Page excerpt

----

The revolt against that coercion is not a licentious, but a moral revolt. The charge of licentiousness has invariably been brought by theocratic despotism against any attempt to oppose its dictatorship. When in the eighteenth century writers protested against theocratic censorship and lettres de cachet, their resistance to absolutism and tyranny was termed licentiousness, and the writers were called “libertines.” The licence which modern intelligence claims is that absolutist tabus shall not be accounted substitutes for reason and justice in the most fundamental of human relations. If such licence be contrary to reason and justice, it can be repulsed on grounds of reason and justice. To oppose it on grounds of tabu values, of dogmatic categorical affirmations which repudiate discussion, which cannot be argued, which disclaim duty to others, is an abuse which the moral sense of modern democratic intelligence resists, and will continue to resist until the tyrannical abuse has joined other tyrannical abuses of the past in the Chamber of Horrors of history.
That coercive sexual morality and coercive Christian marriage have produced desirable effects on the relations between the sexes or on the emotional aspects of Western culture is not true. The reverse is the truth. Coercive Christian marriage has produced a mountain-mass of wanton suffering and injustice. Coercive Christian sex values have poisoned the sexual life of Western society. Those manifestations of theocratic tyranny are not to be resisted only because all tyranny should be resisted, but because the substitution of tabus for reason and justice in the relations between the sexes can have none but pernicious effects. The progress of reason and justice in the sphere where hitherto tabus only have ruled has already produced desirable and beneficial results. The revolt of intelligent women against the injustice of coercive patriarchal marriage has not, as is commonly represented, sapped marriage, it has sapped the iniquity of unjust marriage and the misery of coercive marriage. It will continue to do so. It will inevitably abolish eventually the monstrous hypocritical enormity of English marriage legislation. It may quite possibly redeem the association of men and women in durable marriage from the parlous condition of disrepute and decay to which it has been reduced by patriarchal principles and the Christian religion.
Christians will continue to uphold the sanctity of coercive and brutally unjust marriage. None is ever likely to prevent them from doing so. But intelligent men and women are likely to prevent theocratic tyranny from imposing upon them through the secular arm savage tabus and barbaric abuses. Church and State must in this, as in all other spheres, be clearly separated. Marriage, being a private, not a public concern, the State has no right therein except in so far as it may deem it desirable to register the conclusion or the dissolution of the association. Still less has it the right to act in the matter as the secular arm of religious bodies.

----

Task requirements
Reproduce the part of the excerpt on coercive marriage that opens with "Christians will continue" and closes with "of religious bodies.", renaming "secular arm" to "civil arm" wherever it occurs.

A block of data
----

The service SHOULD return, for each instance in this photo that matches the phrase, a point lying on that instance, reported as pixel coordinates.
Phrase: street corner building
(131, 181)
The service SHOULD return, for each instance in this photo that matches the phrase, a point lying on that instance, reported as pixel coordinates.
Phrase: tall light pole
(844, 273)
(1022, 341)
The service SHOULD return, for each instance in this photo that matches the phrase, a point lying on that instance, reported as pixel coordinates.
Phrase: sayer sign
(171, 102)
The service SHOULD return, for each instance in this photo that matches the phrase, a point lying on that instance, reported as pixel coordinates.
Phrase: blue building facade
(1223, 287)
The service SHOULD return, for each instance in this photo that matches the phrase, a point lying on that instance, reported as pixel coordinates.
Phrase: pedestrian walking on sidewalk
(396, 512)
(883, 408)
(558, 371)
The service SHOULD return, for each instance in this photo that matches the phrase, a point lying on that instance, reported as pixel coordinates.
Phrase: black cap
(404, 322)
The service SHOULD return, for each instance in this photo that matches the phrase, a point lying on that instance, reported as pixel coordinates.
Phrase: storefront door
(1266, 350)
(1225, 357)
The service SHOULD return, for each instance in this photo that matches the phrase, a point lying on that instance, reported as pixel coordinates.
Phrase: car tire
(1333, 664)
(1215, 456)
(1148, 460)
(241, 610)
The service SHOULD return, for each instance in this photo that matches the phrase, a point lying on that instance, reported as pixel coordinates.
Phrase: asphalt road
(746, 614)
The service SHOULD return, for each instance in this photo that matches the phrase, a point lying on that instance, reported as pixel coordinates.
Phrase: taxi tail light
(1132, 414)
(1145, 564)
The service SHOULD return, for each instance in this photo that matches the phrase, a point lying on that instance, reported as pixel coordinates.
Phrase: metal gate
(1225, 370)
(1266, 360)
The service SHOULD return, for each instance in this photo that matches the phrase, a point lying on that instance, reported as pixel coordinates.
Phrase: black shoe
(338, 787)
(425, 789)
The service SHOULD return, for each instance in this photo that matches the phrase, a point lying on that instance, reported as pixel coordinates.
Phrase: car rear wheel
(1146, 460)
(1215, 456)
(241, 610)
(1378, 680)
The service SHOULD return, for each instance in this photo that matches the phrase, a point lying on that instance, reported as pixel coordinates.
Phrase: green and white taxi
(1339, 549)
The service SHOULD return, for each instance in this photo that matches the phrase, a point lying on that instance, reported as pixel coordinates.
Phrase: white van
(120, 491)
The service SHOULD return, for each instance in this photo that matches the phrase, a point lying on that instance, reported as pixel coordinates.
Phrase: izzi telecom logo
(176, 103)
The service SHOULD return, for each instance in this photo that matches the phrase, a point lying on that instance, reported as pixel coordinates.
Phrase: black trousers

----

Output of the exercise
Christians will continue to uphold the sanctity of coercive and brutally unjust marriage. None is ever likely to prevent them from doing so. But intelligent men and women are likely to prevent theocratic tyranny from imposing upon them through the civil arm savage tabus and barbaric abuses. Church and State must in this, as in all other spheres, be clearly separated. Marriage, being a private, not a public concern, the State has no right therein except in so far as it may deem it desirable to register the conclusion or the dissolution of the association. Still less has it the right to act in the matter as the civil arm of religious bodies.